EXERCISE DESCRIPTION: Will you write out all the entries below exactly?

%%

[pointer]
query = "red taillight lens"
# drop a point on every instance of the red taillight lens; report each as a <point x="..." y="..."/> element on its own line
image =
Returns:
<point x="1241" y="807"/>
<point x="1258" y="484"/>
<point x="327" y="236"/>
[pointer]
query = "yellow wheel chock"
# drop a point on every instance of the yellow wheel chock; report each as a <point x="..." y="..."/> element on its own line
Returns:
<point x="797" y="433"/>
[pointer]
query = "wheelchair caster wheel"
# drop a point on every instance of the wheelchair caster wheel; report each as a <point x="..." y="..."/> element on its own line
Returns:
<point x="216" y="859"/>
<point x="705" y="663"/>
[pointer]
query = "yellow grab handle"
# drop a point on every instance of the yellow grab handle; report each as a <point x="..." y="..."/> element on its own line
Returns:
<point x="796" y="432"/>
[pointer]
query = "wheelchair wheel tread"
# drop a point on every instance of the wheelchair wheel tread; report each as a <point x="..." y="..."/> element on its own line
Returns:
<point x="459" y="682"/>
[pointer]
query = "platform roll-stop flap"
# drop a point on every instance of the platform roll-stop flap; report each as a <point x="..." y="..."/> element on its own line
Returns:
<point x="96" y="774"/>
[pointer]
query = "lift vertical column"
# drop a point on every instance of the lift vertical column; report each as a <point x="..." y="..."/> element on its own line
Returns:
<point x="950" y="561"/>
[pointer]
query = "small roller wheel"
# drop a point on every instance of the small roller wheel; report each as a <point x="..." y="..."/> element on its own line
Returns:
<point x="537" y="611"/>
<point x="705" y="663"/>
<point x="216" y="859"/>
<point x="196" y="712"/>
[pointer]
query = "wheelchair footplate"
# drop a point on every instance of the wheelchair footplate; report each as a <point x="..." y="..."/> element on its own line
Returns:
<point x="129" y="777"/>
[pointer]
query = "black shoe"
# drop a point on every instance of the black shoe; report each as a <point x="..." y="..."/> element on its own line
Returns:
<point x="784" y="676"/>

%%

SOLUTION TO THIS PROBLEM:
[pointer]
query = "red taillight lens"
# drop a point on every instance of the red taillight lens; report each as a <point x="..." y="..."/> element on its own line
image =
Returns:
<point x="1241" y="807"/>
<point x="1258" y="484"/>
<point x="327" y="236"/>
[pointer]
query = "yellow wheel chock"
# drop a point on every instance of the yellow wheel chock; report each as a <point x="..." y="..."/> element on its own line
Returns:
<point x="797" y="433"/>
[pointer]
query = "wheelchair caster wheel"
# drop a point on every instance of the wheelchair caster wheel; report each as a <point x="..." y="..."/> element on its own line
Returns:
<point x="216" y="859"/>
<point x="705" y="663"/>
[pointer]
query = "yellow grab handle"
# drop a point on every instance of the yellow grab handle; report each as a <point x="..." y="..."/> element on its own line
Returns:
<point x="796" y="432"/>
[pointer]
query = "wheelchair wheel tread"
# drop a point on every instance of the wheelchair wheel tread; report each as a <point x="..." y="..."/> element on its own line
Returns:
<point x="459" y="682"/>
[pointer]
query = "platform roll-stop flap"
# drop a point on every instance of the platform roll-stop flap; report each as a <point x="..." y="..."/> element on its own line
Returns:
<point x="96" y="774"/>
[pointer]
query = "lift vertical column"
# drop a point on every instance of the lift vertical column; report each as a <point x="..." y="..."/> element on its own line
Returns:
<point x="950" y="561"/>
[pointer]
query = "small roller wheel"
# drop a point on every instance of the small roller wheel; report each as a <point x="..." y="..."/> element on its own line
Returns:
<point x="537" y="611"/>
<point x="705" y="663"/>
<point x="216" y="859"/>
<point x="196" y="712"/>
[pointer]
query = "wheelchair footplate"
# drop a point on every instance of the wheelchair footplate; report each as a <point x="..." y="..."/> element on its own line
Returns:
<point x="129" y="777"/>
[pointer]
query = "black shoe"
# drop a point on every instance of the black shoe; report each as a <point x="..." y="..."/> element on its own line
Returns:
<point x="784" y="676"/>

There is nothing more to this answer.